▸ **Brief**:
Set down exactly the lines below, from the one containing "Where can you find the brown" through the final line, and include no others.

[Dataset entries]
**********

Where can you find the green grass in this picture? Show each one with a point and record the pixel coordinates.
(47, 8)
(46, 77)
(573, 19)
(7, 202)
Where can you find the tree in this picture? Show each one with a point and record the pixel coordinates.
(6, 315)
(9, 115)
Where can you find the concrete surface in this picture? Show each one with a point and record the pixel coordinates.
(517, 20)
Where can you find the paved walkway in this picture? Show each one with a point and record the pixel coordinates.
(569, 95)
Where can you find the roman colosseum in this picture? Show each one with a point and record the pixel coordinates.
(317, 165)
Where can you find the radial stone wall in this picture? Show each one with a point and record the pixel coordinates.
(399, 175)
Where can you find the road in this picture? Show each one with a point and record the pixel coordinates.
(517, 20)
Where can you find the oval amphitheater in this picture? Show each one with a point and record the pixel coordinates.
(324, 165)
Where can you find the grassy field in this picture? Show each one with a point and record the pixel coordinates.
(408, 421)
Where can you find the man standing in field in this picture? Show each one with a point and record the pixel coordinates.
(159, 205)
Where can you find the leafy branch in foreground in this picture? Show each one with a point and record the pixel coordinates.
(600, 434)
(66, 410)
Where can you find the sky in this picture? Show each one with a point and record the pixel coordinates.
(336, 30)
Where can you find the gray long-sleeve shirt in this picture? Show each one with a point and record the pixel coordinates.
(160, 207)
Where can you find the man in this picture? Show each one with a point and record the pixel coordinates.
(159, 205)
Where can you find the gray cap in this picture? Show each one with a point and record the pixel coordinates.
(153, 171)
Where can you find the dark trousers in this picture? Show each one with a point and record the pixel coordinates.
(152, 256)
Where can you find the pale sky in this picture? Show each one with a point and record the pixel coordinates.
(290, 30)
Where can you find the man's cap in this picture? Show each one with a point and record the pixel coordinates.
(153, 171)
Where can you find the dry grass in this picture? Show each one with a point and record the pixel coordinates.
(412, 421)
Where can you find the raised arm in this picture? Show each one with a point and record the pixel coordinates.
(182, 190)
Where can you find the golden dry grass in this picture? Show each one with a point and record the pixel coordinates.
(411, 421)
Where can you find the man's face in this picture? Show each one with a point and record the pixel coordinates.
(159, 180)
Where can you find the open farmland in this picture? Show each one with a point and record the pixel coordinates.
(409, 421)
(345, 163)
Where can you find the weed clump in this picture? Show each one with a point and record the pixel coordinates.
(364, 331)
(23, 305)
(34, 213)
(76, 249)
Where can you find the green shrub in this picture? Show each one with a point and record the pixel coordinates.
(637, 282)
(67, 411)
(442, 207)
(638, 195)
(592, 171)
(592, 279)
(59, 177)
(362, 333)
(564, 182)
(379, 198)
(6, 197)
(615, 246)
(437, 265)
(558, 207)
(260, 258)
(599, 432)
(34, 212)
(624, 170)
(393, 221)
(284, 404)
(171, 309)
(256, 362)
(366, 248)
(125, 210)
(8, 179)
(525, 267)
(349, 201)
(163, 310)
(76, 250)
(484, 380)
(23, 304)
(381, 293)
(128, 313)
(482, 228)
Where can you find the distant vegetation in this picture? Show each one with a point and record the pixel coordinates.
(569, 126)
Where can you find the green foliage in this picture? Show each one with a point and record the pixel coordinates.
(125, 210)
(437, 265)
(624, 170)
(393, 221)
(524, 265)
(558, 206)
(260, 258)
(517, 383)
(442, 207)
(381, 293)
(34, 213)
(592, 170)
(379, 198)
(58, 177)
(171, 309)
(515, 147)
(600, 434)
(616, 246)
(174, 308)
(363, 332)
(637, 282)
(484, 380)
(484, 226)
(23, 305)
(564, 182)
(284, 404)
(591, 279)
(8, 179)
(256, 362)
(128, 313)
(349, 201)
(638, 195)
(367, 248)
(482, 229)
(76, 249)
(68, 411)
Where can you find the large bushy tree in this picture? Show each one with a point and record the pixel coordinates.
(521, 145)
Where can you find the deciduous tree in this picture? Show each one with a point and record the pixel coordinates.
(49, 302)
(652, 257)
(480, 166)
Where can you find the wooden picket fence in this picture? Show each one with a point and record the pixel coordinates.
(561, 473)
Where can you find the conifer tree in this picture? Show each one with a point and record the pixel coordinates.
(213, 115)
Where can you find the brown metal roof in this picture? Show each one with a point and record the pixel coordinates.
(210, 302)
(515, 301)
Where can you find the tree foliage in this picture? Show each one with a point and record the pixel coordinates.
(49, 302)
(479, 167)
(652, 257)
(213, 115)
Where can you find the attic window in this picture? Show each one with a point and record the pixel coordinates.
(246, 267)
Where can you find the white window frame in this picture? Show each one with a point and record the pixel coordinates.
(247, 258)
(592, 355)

**********

▸ **Solution for this exercise**:
Where can you find the brown metal roof in this picture? Show each one with a point and record the pixel coordinates.
(210, 302)
(515, 301)
Where can you find the tree foliage in this picture? Show each one with a point and record the pixel coordinates.
(49, 302)
(479, 167)
(652, 257)
(213, 115)
Where can you find the attic window in this picture? Show each one with a point and record the pixel coordinates.
(246, 267)
Where can you find the white window frame in this picture? Show each one with a point and record the pixel coordinates.
(247, 258)
(592, 355)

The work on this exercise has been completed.